**PROBLEMS AND TASKS:**
A – Duplicate everything in the passage about Cross Creek from "We grew up in" down to "love and respect.".
B – According to the passage about Cross Creek, what is the title of the novel that won Marjorie Kinnan Rawlings a Pulitzer Prize?

**EXTRACT PROVIDED:**
# # # # #

When we write and record adult songs we're known as Cross Creek. We do this so as not to confuse our Battersby Duo fans, who know us for our wacky Children's songs. So this CD is for all the Moms and Dads who over the years have asked us to write an album just for them. Thanks for being so patient!

We grew up in London and Washington DC and in spite of being “City Kids,” we came to live in central Florida 25 years ago.We live in a very rural and beautiful part of the USA. Lakes, rivers and nature abound, and with them, the wildlife we’ve come to love and respect.

Many of the songs we’ve written for Children over the past 25 years are about the animals and nature that so delightfully create our landscape in and around Spring Lake, where we live with the turtles, deer, snakes and alligators. At dawn sometimes a panther can be seen padding across our backyard.

In the 1920’s Marjorie Kinnan Rawlings moved from NY to Cross Creek and won a Pulitzer Prize for her novel “The Yearling” about a boy who adopts an orphaned fawn. Her love affair with rural Florida and the “crackers” she subsequently became friends with, prompted her to write Cross Creek, an autobiographical account of her relationships with her neighbours, and her beloved Florida hammocks.

# # # # #

**DATA:**
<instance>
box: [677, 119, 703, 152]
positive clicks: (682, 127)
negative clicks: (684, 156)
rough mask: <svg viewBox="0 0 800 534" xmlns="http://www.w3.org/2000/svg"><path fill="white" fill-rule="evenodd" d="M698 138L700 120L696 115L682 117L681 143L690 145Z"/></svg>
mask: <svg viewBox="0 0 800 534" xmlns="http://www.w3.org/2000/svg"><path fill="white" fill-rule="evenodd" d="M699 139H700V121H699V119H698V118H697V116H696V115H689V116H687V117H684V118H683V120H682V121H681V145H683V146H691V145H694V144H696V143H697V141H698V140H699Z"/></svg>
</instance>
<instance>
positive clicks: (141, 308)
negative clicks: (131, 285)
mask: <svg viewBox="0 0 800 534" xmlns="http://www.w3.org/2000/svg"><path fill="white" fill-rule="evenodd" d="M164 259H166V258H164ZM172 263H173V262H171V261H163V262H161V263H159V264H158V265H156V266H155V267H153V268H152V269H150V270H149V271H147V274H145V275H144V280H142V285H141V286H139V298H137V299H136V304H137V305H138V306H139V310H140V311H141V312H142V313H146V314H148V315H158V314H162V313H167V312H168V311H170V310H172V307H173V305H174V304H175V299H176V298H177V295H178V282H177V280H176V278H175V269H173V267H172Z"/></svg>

# # # # #

**RESULTS OF THE EXERCISE:**
A –
We grew up in London and Washington DC and in spite of being “City Kids,” we came to live in central Florida 25 years ago.We live in a very rural and beautiful part of the USA. Lakes, rivers and nature abound, and with them, the wildlife we’ve come to love and respect.

B – "The Yearling"